Prominent sports bettor David Oancea, known in gambling circles as “Vegas Dave,” must stay out of Las Vegas sportsbooks for three years, a judge ruled Monday.

Oancea, who pleaded guilty in federal court to a misdemeanor in January, took to social media shortly after walking out of the Lloyd George U.S. Courthouse with his attorneys, David Chesnoff and Richard Schonfeld, as a camera crew followed them.

Oancea wrote of his sentencing on Facebook, Instagram and Twitter, where he has nearly a million combined followers.

“For the last three years, I’ve faced the biggest gamble of my life being indicted by the Federal Government on 19 felony counts carrying a potential sentence of 40+ years in federal prison,” part of his nearly 2,000-word Facebook post read. “But true to who I am — a gambling man — I bet on myself and decided at that moment to stand up for my constitutional rights and to defend my freedom and innocence.”

Along with the sportsbook restriction, U.S. District Judge Jennifer Dorsey ordered Oancea to three years probation, gambling treatment and 150 hours of community service.

Oancea was charged after authorities said he used other people’s Social Security numbers to open player accounts at casinos. The alleged crimes occurred between February 2015 and February 2016 and involved transactions that amounted to more than $1.2 million.

The 42-year-old resolved the case by admitting to causing a violation of record keeping and procedures. Oancea has agreed to relinquish more than $550,000 in a related civil forfeiture. He also pleaded no contest last year to a disorderly conduct charge in Las Vegas Justice Court.

While he serves probation, the judge has allowed him to travel to Mexico, where his lawyers said he rents out a villa and owns property he purchased in Cabo San Lucas.

Prosecutors had asked for five years’ probation and 300 hours of community service.

On Instagram, Oancea describes himself as a “Serial Entrepreneur and #1 sports consultant featured on ESPN, Fox Sports, Forbes, USA Today, + Showtime TV.”

Given an opportunity to speak to the judge on Monday, Oancea said: “I just wanted to express how sorry I am to the courts,” while referencing “a closer relationship with my parents, better relationship with God.”

The professional gambler gained fame and fortune by promoting his ability to win big on long-shot bets.

Moments after referencing his case on social media, Oancea had posted again, this time entirely in capital letters: “The free max bet whale play will be sent later this week. I will have an updated post later in the week regarding it. Please do not worry. I always honor my word!!”

_Things to do_.
1 > According to the article, which judge sentenced Oancea?
2 > Write out the stretch of the article from "Oancea was charged" through "Vegas Justice Court.", swapping "player accounts" for "betting accounts".
Work only from the article.

_Dataset rows_.
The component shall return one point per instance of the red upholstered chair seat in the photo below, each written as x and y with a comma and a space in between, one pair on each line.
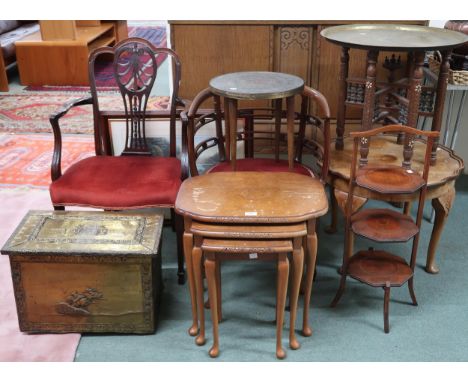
261, 164
124, 182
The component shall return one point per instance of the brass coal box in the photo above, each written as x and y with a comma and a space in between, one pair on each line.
86, 271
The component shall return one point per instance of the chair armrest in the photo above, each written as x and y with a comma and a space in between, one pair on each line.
56, 170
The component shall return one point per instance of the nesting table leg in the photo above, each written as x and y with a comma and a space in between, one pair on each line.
281, 291
197, 255
188, 246
210, 269
298, 262
311, 257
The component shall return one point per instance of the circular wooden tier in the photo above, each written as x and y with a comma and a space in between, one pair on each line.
393, 37
385, 151
376, 268
256, 85
383, 225
389, 179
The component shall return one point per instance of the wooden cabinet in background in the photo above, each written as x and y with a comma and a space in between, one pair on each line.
210, 48
58, 54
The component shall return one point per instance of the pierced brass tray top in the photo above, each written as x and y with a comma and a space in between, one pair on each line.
394, 37
256, 85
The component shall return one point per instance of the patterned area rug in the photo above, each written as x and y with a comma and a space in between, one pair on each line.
25, 113
25, 159
104, 76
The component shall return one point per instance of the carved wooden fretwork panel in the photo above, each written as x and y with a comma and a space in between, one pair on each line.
295, 35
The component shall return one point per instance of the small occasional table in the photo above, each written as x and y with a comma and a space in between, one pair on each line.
403, 96
257, 86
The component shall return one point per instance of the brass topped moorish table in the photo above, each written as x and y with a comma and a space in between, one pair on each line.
385, 150
256, 206
257, 86
396, 101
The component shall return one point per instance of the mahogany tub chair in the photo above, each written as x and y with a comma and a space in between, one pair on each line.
379, 268
135, 179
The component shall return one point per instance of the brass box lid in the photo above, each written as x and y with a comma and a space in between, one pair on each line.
85, 233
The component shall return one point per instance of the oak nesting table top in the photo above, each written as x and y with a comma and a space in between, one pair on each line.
394, 37
256, 85
252, 197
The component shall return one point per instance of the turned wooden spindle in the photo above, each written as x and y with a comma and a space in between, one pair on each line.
342, 94
369, 99
440, 99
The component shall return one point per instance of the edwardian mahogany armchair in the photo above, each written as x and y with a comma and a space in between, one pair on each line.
135, 179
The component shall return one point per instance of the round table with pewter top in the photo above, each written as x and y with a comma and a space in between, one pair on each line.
257, 86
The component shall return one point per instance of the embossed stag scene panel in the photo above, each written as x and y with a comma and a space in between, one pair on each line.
328, 70
82, 293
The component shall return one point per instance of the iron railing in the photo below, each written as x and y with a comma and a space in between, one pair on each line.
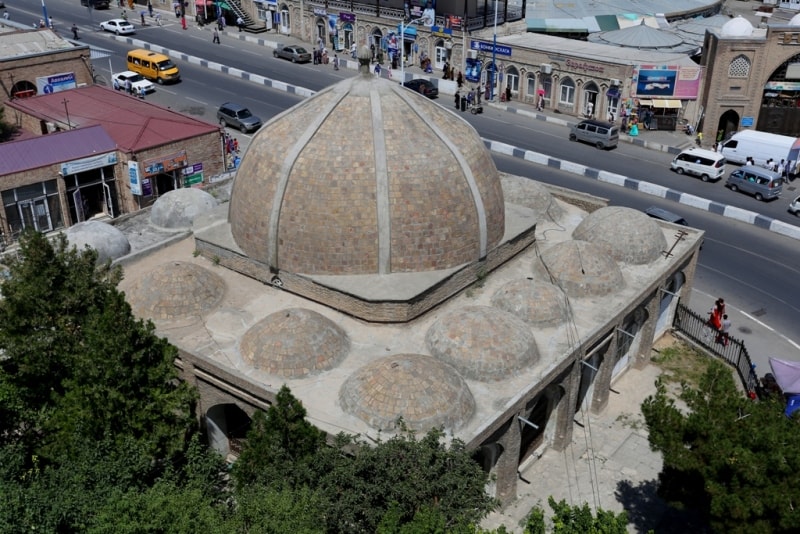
695, 327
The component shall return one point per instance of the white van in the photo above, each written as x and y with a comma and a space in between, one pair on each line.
760, 146
706, 164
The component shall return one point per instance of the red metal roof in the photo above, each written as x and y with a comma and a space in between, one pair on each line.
134, 124
35, 152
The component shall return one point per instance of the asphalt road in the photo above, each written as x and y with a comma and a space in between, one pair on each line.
756, 271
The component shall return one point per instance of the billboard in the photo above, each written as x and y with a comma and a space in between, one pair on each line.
666, 81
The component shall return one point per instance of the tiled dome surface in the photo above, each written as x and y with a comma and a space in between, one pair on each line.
366, 177
425, 392
294, 343
535, 301
174, 290
581, 269
483, 343
631, 235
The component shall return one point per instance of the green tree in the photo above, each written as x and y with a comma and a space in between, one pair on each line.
281, 446
77, 362
568, 519
734, 460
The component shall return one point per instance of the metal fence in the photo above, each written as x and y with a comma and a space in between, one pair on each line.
695, 327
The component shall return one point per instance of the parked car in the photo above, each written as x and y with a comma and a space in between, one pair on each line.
599, 133
761, 183
138, 82
295, 54
236, 116
118, 26
794, 206
423, 87
95, 4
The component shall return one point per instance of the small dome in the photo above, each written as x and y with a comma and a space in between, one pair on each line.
631, 235
532, 195
425, 392
410, 187
737, 27
534, 301
483, 343
178, 208
174, 290
109, 241
294, 342
581, 269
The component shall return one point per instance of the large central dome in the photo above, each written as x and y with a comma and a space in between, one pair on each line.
366, 177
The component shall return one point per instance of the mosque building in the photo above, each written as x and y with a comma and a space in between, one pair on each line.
373, 259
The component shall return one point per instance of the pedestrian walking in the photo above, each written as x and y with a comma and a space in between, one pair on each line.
724, 332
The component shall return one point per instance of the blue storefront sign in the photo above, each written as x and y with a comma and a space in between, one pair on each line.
500, 50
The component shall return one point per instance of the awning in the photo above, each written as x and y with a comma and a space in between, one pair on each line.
675, 104
410, 32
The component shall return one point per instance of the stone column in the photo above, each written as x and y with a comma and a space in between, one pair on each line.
507, 468
566, 408
602, 380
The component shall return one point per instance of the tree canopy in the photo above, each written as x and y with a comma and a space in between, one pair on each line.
733, 459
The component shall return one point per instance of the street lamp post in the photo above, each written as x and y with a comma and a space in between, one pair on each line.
403, 47
44, 13
494, 54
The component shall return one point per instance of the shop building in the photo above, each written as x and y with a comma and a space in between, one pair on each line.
139, 151
753, 79
35, 62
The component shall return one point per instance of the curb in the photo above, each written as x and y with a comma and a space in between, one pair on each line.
731, 212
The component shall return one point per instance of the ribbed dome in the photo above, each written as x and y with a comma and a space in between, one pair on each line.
632, 236
536, 302
483, 343
581, 269
109, 241
174, 290
737, 27
294, 342
366, 177
425, 392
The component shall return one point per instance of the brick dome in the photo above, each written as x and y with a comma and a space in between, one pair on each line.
366, 177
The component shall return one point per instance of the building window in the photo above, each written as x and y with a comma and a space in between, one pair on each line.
513, 79
530, 85
739, 67
566, 93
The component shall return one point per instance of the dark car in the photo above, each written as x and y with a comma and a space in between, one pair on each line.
236, 116
423, 87
295, 54
96, 4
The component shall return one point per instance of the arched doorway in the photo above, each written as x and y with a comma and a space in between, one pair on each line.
23, 89
227, 426
728, 125
590, 100
780, 103
375, 42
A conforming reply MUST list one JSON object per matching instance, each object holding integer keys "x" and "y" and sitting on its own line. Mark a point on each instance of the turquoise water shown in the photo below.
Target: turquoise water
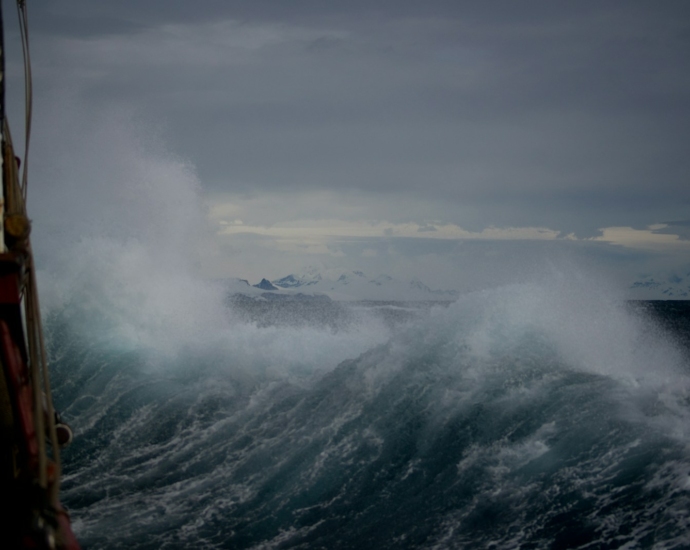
{"x": 523, "y": 417}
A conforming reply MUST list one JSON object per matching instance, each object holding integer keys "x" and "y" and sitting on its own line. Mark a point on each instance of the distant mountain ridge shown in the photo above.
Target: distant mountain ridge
{"x": 662, "y": 287}
{"x": 346, "y": 285}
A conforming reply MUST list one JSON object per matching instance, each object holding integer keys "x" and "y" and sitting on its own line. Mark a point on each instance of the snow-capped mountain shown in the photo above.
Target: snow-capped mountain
{"x": 355, "y": 285}
{"x": 662, "y": 287}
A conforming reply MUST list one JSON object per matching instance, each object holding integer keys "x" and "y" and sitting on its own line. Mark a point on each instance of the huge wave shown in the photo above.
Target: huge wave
{"x": 538, "y": 415}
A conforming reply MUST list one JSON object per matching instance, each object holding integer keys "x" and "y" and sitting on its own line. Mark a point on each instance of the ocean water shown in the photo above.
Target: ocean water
{"x": 529, "y": 416}
{"x": 545, "y": 414}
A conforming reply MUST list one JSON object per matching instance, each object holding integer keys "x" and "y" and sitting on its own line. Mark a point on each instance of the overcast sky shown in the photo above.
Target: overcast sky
{"x": 440, "y": 139}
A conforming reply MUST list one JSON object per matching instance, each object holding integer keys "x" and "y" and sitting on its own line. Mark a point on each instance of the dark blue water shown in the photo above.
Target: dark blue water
{"x": 524, "y": 417}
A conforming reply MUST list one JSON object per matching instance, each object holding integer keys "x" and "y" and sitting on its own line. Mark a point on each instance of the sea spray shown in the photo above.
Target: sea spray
{"x": 545, "y": 414}
{"x": 479, "y": 424}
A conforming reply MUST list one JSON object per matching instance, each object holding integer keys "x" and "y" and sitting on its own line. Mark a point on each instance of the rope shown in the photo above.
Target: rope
{"x": 28, "y": 87}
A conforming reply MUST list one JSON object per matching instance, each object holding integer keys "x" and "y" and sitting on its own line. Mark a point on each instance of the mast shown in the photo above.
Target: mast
{"x": 29, "y": 444}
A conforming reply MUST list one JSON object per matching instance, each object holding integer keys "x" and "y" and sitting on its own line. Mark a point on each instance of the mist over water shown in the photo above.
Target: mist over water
{"x": 548, "y": 414}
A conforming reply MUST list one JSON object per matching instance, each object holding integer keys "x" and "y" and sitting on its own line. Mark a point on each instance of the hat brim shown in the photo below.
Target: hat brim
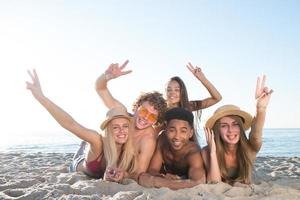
{"x": 247, "y": 118}
{"x": 105, "y": 122}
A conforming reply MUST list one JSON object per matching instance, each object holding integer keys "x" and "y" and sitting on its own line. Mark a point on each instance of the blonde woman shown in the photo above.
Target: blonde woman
{"x": 111, "y": 155}
{"x": 230, "y": 155}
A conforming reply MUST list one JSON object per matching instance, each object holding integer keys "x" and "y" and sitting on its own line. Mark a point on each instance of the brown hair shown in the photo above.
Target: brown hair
{"x": 193, "y": 106}
{"x": 156, "y": 100}
{"x": 244, "y": 161}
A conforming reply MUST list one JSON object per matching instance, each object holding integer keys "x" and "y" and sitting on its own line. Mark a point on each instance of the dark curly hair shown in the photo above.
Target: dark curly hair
{"x": 156, "y": 100}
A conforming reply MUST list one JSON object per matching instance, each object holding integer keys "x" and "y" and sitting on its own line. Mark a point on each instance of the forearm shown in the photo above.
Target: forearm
{"x": 213, "y": 174}
{"x": 214, "y": 93}
{"x": 102, "y": 90}
{"x": 257, "y": 128}
{"x": 101, "y": 82}
{"x": 148, "y": 180}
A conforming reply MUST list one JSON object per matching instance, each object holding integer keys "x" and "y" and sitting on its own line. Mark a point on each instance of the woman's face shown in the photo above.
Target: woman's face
{"x": 120, "y": 130}
{"x": 145, "y": 116}
{"x": 173, "y": 93}
{"x": 229, "y": 130}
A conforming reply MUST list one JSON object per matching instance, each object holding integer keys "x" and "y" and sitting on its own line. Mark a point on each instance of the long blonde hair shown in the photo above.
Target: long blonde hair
{"x": 127, "y": 158}
{"x": 243, "y": 156}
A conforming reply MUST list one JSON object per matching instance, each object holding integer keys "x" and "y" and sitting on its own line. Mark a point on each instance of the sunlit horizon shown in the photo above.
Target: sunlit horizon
{"x": 71, "y": 43}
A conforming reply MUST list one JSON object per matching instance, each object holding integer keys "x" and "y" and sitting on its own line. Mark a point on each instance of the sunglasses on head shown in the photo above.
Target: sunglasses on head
{"x": 144, "y": 112}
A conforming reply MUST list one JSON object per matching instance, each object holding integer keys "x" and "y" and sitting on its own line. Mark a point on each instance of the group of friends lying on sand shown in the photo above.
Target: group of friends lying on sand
{"x": 157, "y": 145}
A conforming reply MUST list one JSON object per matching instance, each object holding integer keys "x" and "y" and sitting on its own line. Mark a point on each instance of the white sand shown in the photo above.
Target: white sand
{"x": 45, "y": 176}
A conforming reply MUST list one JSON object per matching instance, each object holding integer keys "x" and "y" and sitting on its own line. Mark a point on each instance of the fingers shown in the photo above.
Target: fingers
{"x": 190, "y": 67}
{"x": 193, "y": 69}
{"x": 124, "y": 64}
{"x": 263, "y": 81}
{"x": 260, "y": 86}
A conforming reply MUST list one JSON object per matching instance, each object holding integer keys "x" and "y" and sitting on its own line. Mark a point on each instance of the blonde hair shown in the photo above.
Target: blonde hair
{"x": 243, "y": 157}
{"x": 127, "y": 158}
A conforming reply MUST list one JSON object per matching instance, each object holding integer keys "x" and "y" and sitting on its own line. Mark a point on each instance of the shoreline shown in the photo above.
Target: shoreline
{"x": 46, "y": 176}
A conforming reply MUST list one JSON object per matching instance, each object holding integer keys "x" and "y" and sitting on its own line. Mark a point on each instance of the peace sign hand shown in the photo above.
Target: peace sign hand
{"x": 34, "y": 86}
{"x": 195, "y": 70}
{"x": 114, "y": 70}
{"x": 262, "y": 93}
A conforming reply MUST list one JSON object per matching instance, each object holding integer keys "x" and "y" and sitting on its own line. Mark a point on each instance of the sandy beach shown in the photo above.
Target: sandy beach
{"x": 45, "y": 176}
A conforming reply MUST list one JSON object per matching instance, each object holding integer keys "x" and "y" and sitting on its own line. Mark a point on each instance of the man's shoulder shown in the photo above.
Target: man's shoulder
{"x": 192, "y": 148}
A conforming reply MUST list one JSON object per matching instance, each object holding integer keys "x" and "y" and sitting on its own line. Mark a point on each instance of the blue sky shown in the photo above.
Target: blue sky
{"x": 70, "y": 43}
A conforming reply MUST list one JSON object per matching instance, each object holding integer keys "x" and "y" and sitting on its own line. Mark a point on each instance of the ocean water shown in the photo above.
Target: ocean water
{"x": 276, "y": 142}
{"x": 279, "y": 142}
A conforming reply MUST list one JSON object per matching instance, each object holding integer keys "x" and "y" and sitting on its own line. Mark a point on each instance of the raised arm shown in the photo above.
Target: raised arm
{"x": 62, "y": 117}
{"x": 113, "y": 71}
{"x": 262, "y": 96}
{"x": 215, "y": 96}
{"x": 210, "y": 158}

_Written answers_.
1 > U.S. District Judge Jennifer Dorsey.

2 >
Oancea was charged after authorities said he used other people’s Social Security numbers to open betting accounts at casinos. The alleged crimes occurred between February 2015 and February 2016 and involved transactions that amounted to more than $1.2 million.

The 42-year-old resolved the case by admitting to causing a violation of record keeping and procedures. Oancea has agreed to relinquish more than $550,000 in a related civil forfeiture. He also pleaded no contest last year to a disorderly conduct charge in Las Vegas Justice Court.